Document excerpt —

* * *

At $38 trillion, America's debts are now so extreme that foreign investors have begun ghosting the Treasury Department by skipping the department's regular auction of Treasury debt… which in turn has helped crush demand for the US dollar. The greenback's 12% fall against other major currencies through the first half of the year was its worst decline in more than half a century.
That's the rest of the world sending a message to America: We don't trust your fiscal situation; we don't trust your politics; we don't trust your ability to keep the dollar from plunging into a debt-fueled crisis.
The Great Central Bank Gold Rush—and Other Reasons to be Worried
One critical proof point: Central banks globally have been selling dollars and buying gold.
Back in the late 2010s, the dollar represented 60% of central bank assets. Today it's down to about 48%. Gold holdings that once amounted to just 12% are up to 20% now, the second largest asset on central bank balance sheets.
Central bankers are not investors. They're not plotting which assets are likely to earn them the best return over some period of time. They're bureaucrats. Bean counters charged with keeping stable the economies and currencies they oversee. To them, safety is paramount.
And their actions—selling dollars to pack on more gold—speak volumes about the dollar worries they harbor. The question they're implicitly asking: Will a dollar crisis fuel the next great global meltdown?
If so, then best to start lining up those rows of golden ducks now.

* * *

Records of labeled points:
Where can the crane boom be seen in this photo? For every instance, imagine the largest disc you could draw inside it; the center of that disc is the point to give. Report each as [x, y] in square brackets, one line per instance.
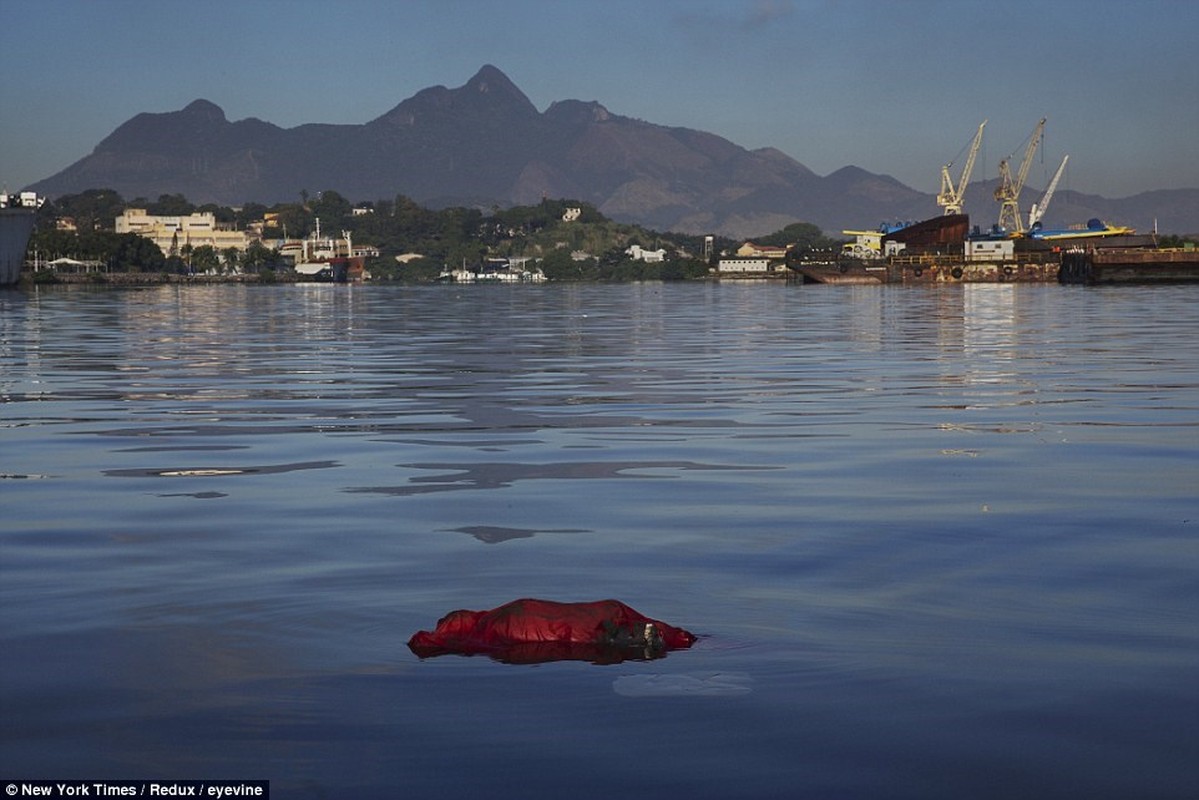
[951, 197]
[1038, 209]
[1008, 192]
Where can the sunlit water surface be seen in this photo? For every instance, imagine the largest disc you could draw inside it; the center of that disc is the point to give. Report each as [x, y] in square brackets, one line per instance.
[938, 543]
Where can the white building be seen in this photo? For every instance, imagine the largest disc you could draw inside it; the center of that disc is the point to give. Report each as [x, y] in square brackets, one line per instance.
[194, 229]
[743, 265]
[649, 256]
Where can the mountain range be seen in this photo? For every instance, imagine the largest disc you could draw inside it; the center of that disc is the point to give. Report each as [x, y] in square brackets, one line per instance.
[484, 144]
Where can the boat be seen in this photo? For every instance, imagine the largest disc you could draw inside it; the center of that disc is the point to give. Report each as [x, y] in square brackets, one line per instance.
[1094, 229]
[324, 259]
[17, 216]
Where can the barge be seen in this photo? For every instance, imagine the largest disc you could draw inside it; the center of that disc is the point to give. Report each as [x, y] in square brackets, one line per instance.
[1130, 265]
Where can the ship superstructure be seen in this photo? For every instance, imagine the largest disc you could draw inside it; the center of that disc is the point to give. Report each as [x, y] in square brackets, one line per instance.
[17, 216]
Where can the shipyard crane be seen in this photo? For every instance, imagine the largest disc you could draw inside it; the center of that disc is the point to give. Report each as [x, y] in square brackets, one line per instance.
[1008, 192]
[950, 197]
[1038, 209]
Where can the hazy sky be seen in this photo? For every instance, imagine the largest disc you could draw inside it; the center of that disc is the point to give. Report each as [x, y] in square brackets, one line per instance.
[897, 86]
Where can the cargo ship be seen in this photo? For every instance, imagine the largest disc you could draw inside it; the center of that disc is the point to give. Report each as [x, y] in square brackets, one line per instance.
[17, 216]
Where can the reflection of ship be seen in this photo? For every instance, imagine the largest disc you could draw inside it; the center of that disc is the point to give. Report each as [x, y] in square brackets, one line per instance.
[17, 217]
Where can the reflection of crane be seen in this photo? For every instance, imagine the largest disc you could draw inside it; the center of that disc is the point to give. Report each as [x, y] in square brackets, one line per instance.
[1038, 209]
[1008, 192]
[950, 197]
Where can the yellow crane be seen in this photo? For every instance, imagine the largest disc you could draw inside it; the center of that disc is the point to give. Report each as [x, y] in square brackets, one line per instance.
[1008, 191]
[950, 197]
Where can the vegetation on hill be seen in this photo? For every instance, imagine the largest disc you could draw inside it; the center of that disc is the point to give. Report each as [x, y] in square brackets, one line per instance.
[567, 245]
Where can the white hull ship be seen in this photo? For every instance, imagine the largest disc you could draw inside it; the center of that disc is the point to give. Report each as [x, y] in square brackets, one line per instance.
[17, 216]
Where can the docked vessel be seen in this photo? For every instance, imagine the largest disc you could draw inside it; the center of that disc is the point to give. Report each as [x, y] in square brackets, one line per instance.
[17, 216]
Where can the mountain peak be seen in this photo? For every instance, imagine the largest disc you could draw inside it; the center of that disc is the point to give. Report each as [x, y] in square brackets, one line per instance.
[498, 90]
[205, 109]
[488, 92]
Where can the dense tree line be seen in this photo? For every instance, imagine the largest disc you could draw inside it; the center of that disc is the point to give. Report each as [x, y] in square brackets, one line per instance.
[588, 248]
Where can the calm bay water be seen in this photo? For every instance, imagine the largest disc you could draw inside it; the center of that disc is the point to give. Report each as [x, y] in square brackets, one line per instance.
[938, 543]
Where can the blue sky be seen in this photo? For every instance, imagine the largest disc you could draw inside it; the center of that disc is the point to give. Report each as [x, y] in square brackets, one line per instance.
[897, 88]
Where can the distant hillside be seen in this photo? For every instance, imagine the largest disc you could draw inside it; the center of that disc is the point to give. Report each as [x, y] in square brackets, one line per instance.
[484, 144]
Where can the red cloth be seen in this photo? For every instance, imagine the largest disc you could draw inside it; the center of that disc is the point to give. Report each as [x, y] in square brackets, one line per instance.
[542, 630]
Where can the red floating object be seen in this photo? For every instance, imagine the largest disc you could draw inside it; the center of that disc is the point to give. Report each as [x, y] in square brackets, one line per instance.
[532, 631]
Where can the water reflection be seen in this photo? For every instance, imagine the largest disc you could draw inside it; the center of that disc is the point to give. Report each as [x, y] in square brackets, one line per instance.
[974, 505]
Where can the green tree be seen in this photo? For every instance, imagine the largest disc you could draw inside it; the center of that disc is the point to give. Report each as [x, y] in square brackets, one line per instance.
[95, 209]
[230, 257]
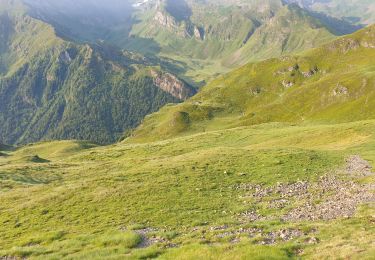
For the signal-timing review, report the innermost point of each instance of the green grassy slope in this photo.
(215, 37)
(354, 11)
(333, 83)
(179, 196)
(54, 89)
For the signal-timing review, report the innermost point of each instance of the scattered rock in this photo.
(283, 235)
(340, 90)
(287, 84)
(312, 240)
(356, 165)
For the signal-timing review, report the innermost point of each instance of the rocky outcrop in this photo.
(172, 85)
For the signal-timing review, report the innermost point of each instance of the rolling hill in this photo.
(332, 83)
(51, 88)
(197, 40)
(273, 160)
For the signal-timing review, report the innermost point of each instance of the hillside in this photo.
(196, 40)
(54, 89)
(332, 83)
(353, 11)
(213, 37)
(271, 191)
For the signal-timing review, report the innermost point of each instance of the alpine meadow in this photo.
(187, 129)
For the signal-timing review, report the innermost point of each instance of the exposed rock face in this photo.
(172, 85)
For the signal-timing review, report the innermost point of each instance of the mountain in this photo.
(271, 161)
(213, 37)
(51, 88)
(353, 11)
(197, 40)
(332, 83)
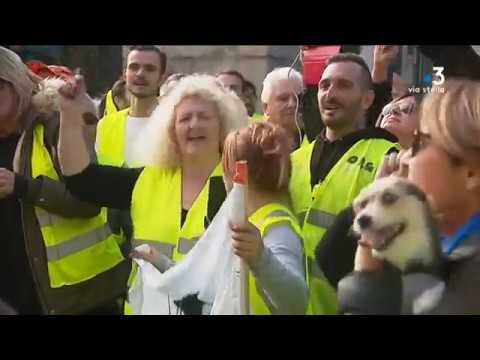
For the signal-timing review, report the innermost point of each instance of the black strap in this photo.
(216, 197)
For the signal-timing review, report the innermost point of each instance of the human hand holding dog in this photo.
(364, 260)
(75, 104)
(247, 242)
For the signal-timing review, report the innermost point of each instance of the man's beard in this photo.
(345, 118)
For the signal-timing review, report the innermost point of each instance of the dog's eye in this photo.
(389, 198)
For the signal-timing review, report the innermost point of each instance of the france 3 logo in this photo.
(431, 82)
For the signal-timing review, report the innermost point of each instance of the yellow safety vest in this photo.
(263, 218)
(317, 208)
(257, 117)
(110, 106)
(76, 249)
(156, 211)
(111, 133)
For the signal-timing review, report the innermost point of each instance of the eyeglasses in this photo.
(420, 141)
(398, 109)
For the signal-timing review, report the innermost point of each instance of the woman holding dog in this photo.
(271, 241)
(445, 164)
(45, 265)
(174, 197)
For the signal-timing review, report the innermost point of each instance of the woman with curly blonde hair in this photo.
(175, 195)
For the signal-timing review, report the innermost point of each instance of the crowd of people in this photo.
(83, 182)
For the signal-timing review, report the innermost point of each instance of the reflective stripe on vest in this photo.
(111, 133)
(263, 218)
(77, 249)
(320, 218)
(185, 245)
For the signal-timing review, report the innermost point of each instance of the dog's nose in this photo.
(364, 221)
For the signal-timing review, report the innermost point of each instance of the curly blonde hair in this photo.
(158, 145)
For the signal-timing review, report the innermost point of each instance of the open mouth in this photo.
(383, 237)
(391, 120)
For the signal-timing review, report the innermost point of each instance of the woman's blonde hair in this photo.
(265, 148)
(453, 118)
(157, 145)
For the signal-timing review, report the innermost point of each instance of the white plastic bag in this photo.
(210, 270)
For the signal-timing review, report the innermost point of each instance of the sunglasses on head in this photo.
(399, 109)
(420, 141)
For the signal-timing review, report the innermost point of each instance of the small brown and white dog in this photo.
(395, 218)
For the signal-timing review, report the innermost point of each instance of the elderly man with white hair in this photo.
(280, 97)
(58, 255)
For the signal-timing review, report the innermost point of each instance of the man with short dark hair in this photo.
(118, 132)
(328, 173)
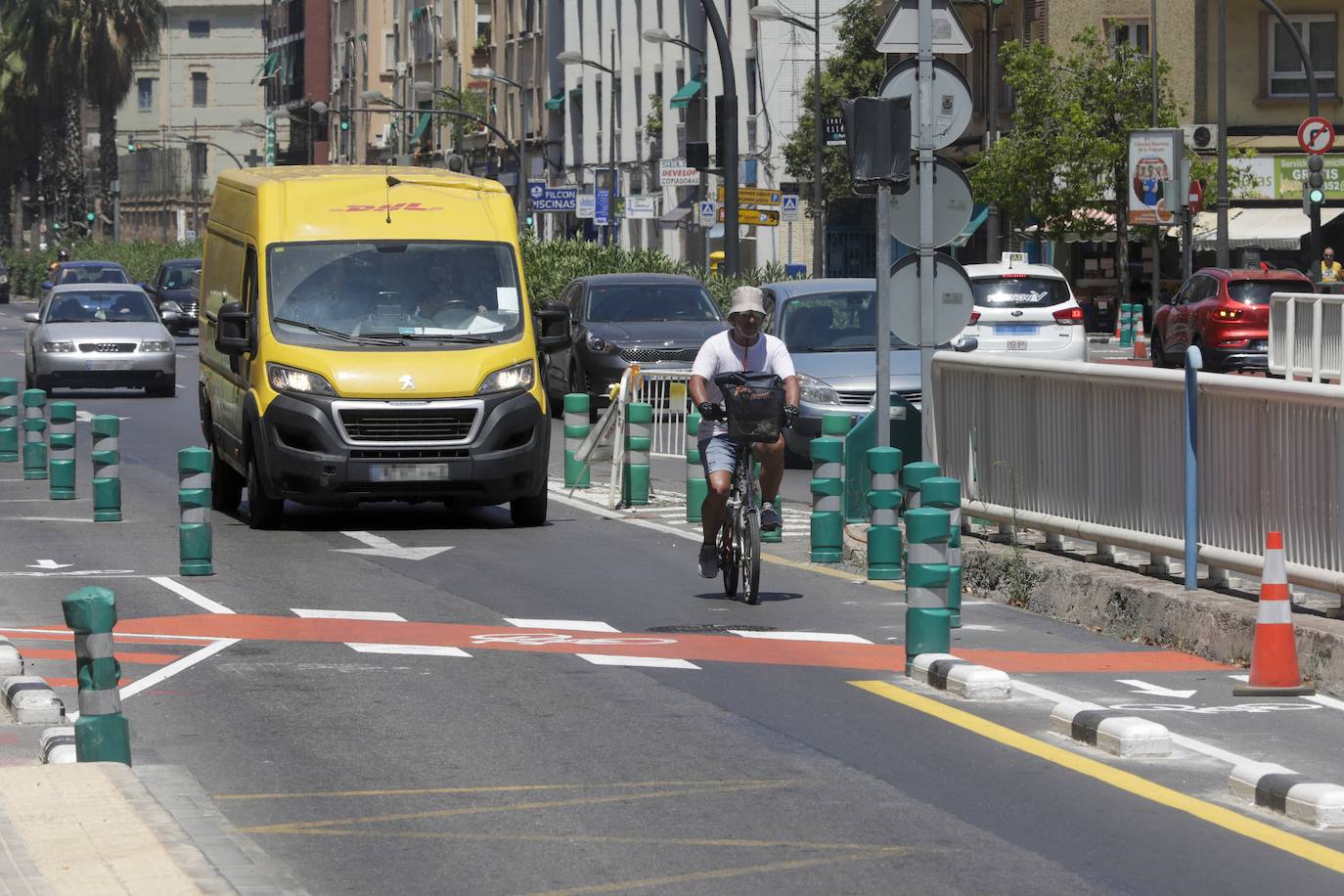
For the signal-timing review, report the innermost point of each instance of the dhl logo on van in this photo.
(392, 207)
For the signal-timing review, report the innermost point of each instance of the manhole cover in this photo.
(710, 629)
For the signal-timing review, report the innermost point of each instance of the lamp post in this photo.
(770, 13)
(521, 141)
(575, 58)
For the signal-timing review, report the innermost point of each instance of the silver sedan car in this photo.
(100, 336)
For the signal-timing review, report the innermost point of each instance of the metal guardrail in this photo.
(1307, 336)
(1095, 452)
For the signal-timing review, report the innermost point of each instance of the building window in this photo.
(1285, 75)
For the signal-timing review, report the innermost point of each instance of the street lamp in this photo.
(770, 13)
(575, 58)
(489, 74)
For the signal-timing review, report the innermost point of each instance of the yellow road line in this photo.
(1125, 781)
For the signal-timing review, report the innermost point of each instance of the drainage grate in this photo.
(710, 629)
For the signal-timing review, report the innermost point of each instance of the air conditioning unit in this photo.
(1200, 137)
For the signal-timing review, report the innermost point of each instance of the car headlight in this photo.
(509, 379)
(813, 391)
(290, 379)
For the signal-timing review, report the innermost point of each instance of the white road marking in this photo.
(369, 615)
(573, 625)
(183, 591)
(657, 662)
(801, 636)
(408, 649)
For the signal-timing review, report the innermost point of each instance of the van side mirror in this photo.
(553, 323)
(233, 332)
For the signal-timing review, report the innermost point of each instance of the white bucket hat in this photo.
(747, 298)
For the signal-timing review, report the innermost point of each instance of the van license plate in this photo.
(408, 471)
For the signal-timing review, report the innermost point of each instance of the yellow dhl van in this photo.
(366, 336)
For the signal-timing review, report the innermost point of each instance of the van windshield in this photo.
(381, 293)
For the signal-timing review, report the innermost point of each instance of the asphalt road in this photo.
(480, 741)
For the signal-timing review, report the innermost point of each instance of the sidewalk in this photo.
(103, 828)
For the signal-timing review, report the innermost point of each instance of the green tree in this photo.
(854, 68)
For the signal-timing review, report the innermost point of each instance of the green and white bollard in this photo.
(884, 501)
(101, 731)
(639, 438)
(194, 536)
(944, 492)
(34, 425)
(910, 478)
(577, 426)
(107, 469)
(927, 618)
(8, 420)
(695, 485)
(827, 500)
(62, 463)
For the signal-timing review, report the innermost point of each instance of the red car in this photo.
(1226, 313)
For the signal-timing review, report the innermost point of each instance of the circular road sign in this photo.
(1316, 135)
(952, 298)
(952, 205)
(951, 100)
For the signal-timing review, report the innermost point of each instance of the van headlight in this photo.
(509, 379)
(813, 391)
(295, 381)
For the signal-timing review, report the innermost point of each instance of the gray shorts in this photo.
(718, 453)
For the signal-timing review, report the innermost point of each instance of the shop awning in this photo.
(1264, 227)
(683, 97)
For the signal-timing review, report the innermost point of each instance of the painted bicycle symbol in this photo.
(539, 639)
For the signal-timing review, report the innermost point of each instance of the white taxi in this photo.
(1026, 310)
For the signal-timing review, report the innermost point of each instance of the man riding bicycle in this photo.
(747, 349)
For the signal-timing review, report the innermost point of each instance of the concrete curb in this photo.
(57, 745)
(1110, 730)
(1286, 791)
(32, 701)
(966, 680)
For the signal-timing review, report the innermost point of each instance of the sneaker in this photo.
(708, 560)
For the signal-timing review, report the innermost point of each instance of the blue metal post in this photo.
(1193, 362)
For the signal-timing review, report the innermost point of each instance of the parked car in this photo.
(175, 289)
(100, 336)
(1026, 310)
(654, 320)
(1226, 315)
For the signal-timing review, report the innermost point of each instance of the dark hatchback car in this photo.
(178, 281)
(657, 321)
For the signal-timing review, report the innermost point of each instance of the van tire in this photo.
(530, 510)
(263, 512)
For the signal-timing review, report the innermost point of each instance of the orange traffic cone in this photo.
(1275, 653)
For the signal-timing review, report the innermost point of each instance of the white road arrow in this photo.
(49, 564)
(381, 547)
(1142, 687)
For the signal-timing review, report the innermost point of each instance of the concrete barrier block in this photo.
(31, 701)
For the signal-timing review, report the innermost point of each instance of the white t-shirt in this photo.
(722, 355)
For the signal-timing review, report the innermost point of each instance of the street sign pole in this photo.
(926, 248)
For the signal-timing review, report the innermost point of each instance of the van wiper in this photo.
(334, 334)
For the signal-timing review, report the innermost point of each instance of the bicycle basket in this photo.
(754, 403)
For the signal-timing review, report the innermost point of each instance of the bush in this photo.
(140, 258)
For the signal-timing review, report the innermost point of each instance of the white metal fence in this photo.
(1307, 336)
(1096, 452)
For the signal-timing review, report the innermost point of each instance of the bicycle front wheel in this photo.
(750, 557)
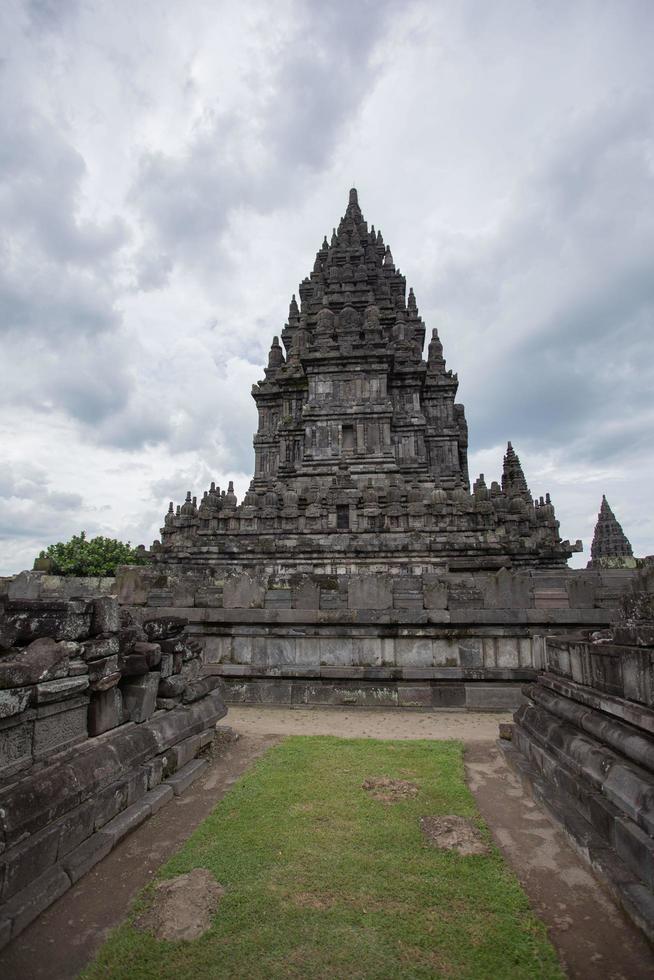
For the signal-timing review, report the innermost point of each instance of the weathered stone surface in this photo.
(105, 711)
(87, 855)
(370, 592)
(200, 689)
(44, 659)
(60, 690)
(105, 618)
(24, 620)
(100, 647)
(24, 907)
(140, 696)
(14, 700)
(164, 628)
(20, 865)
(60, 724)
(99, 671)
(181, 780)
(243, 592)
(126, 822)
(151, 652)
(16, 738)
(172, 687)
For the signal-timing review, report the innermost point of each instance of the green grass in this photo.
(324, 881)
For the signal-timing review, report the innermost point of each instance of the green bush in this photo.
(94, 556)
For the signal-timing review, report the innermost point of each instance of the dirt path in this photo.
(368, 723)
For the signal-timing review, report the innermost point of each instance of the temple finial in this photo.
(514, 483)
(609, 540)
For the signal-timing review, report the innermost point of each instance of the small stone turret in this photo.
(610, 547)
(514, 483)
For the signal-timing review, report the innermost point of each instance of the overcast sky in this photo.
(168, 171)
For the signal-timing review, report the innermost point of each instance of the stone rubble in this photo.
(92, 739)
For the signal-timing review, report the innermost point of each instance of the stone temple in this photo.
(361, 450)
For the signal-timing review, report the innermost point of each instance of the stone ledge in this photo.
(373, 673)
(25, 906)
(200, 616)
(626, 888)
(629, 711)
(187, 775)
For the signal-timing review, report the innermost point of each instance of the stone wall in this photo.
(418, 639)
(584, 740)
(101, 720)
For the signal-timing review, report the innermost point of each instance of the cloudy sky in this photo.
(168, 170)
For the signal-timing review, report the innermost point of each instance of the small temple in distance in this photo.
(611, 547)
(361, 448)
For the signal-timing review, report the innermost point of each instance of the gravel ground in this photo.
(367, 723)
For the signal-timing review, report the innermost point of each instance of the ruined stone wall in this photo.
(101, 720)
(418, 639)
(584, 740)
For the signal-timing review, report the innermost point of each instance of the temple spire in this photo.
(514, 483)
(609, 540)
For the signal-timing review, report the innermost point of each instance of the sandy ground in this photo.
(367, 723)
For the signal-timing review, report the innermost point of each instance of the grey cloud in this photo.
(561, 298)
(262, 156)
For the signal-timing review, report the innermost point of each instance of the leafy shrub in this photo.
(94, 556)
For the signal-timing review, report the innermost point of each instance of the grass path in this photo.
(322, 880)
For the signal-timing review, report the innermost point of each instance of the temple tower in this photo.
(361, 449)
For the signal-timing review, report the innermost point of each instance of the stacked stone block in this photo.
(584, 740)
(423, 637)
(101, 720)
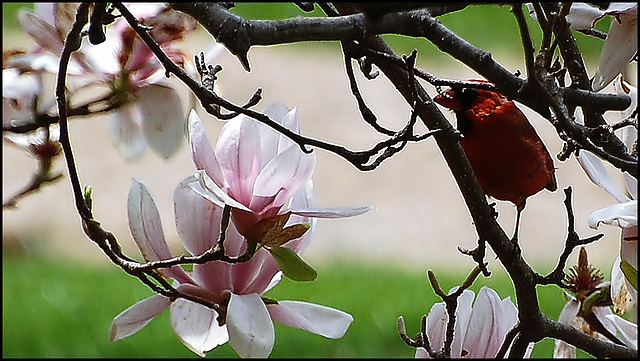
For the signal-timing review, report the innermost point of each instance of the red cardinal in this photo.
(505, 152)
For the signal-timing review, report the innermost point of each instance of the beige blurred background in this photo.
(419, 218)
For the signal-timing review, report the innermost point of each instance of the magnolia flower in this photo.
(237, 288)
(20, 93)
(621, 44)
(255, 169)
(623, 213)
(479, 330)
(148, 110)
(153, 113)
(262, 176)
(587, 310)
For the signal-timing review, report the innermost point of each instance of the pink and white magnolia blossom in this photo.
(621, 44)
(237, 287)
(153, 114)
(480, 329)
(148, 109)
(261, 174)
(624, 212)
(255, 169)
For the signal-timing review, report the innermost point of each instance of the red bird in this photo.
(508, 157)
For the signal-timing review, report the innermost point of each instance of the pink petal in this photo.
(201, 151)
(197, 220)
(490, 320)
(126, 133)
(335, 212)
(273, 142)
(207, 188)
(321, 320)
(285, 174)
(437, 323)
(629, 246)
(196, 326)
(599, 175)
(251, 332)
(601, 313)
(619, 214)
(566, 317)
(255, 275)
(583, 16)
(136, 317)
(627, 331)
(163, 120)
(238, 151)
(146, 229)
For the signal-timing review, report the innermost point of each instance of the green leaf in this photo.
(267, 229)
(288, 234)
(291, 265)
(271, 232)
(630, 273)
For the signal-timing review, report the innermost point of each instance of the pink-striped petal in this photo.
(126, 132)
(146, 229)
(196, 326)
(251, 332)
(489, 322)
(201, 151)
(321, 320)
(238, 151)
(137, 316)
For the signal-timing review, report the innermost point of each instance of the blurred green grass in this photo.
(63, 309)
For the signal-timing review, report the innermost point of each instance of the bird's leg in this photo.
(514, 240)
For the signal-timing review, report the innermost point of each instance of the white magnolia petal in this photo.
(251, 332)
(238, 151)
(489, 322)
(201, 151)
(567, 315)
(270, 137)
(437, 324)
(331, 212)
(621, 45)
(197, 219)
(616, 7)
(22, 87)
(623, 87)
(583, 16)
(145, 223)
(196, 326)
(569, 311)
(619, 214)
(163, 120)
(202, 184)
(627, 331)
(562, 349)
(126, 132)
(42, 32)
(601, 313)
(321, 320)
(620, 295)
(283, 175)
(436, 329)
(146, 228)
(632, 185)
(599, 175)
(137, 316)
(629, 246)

* * *

What you should do — According to the commentary on the dollar, what share of central bank assets does gold make up today?

Expected answer — Gold holdings are up to 20%, the second largest asset on central bank balance sheets.